Extracted data entries
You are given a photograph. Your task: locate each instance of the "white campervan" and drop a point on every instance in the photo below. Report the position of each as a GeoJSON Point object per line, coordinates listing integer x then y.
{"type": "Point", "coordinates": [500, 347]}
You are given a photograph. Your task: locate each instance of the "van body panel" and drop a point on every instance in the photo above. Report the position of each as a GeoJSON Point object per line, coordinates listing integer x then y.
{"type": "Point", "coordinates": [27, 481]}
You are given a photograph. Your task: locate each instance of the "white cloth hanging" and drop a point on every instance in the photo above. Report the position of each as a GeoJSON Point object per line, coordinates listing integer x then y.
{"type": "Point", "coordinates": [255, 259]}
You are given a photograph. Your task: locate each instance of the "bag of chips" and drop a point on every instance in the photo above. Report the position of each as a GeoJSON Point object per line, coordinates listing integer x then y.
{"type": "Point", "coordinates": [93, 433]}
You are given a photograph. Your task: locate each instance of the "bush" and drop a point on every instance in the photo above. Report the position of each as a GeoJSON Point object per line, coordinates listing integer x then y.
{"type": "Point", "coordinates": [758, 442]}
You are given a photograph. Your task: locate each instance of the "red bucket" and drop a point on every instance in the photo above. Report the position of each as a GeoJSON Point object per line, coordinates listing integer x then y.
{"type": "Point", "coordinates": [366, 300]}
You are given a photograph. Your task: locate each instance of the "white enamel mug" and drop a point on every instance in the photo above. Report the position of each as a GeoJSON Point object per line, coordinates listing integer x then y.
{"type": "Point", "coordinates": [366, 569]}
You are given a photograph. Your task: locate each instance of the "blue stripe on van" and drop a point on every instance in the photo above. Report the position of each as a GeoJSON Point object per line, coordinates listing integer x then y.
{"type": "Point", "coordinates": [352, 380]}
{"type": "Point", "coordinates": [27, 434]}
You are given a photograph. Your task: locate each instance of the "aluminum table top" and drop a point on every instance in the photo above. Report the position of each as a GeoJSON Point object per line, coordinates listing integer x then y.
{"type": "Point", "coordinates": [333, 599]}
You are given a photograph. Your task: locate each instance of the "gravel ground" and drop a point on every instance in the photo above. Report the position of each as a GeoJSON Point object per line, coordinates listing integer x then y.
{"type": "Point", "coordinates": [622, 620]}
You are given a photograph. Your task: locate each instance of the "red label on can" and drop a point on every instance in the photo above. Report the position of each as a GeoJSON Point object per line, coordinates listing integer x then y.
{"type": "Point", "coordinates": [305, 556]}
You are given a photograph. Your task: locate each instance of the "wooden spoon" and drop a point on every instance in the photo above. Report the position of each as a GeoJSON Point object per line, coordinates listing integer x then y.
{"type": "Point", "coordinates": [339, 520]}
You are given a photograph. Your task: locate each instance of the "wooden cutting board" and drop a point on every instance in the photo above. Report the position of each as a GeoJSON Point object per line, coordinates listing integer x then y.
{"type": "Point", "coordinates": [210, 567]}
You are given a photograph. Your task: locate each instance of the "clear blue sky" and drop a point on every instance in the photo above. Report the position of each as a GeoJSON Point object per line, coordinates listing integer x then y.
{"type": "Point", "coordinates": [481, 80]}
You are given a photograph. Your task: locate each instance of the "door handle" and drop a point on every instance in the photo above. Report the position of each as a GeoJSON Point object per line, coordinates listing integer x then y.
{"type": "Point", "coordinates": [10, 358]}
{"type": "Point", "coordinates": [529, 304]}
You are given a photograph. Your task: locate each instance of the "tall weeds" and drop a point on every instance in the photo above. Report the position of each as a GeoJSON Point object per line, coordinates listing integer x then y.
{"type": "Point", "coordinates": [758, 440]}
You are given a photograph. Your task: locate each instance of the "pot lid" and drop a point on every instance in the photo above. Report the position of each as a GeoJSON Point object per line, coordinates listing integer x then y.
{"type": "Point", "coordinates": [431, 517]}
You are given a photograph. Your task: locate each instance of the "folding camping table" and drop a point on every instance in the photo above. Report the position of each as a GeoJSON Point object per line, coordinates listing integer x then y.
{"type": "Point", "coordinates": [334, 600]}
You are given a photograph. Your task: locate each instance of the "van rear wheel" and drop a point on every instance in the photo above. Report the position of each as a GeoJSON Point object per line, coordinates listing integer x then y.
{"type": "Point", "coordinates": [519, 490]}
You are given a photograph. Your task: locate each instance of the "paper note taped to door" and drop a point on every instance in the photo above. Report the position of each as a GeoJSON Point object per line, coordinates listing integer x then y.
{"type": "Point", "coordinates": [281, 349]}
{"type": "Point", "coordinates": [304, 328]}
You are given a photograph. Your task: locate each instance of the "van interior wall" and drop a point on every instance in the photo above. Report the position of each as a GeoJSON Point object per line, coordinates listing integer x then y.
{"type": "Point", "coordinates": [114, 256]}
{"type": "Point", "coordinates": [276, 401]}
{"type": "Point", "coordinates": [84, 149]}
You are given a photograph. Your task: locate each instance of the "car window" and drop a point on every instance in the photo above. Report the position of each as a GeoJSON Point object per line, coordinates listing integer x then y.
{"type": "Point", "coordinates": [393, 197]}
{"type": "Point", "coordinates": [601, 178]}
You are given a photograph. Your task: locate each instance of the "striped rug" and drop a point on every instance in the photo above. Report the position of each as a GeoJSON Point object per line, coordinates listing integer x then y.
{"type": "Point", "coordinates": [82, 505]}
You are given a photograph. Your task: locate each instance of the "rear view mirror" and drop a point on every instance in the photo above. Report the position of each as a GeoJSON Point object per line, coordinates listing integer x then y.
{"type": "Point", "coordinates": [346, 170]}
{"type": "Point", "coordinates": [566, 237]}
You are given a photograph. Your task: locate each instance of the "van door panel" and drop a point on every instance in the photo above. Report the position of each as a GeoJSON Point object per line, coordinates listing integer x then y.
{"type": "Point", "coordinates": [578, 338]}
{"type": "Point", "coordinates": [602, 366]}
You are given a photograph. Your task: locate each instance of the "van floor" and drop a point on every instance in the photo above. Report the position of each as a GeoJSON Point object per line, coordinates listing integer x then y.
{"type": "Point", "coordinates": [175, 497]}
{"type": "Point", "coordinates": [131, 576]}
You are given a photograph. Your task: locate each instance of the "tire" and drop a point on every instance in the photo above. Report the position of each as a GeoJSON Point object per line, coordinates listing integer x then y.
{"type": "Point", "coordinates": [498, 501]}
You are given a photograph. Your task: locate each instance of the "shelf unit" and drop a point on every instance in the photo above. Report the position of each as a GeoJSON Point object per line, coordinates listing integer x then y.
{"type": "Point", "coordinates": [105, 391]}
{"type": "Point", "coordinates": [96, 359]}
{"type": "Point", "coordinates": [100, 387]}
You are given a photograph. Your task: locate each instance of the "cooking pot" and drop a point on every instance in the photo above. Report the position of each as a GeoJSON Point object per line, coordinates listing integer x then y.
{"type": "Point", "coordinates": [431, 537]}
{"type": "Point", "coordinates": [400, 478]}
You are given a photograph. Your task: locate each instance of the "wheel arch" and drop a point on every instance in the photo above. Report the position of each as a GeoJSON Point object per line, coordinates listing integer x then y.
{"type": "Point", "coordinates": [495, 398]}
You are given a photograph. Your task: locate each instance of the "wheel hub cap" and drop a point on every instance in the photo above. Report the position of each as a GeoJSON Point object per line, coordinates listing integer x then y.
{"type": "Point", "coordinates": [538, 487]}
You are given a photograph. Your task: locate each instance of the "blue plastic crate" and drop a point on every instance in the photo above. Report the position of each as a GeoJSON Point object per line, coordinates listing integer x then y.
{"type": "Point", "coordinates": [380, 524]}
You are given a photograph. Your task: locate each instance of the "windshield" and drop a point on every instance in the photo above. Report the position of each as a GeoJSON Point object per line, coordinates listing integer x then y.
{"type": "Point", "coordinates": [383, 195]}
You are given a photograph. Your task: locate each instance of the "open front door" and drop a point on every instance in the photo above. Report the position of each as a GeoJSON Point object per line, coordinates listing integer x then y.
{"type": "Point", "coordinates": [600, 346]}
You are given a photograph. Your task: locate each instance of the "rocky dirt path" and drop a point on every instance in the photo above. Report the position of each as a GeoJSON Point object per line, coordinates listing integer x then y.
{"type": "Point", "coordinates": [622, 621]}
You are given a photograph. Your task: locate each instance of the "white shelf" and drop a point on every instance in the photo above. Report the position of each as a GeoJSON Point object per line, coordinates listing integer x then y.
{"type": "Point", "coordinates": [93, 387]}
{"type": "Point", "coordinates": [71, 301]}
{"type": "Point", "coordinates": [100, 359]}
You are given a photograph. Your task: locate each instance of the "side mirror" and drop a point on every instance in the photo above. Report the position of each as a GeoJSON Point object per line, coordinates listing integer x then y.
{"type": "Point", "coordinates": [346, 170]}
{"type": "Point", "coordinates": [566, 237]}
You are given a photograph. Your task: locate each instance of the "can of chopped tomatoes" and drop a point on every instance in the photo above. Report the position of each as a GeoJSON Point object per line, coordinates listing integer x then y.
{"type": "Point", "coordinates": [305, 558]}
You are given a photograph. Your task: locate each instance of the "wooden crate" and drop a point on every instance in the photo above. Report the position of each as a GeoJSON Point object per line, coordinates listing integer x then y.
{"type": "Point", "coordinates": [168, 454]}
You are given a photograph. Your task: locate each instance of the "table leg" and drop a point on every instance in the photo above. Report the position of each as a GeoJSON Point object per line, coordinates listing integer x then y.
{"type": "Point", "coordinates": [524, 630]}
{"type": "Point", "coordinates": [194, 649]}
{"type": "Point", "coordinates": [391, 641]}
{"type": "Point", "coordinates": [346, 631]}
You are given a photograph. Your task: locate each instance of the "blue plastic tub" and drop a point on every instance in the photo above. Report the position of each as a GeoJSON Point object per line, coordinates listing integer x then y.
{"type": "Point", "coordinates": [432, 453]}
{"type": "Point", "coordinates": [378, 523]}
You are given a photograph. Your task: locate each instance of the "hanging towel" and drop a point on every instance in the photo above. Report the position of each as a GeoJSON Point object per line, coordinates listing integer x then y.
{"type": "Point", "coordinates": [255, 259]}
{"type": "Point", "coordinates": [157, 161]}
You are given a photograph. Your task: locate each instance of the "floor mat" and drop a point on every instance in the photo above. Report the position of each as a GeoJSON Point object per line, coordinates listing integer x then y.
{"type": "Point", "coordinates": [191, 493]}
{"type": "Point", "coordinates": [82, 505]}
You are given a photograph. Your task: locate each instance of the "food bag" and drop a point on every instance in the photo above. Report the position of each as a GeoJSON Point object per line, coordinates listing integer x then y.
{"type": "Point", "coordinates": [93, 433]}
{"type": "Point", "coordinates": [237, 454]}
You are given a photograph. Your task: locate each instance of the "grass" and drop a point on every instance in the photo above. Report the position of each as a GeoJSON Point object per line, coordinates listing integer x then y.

▶ To be done
How many of the lines above contain the string "food", with case counting? Reply with the number alone.

▶ Completed task
1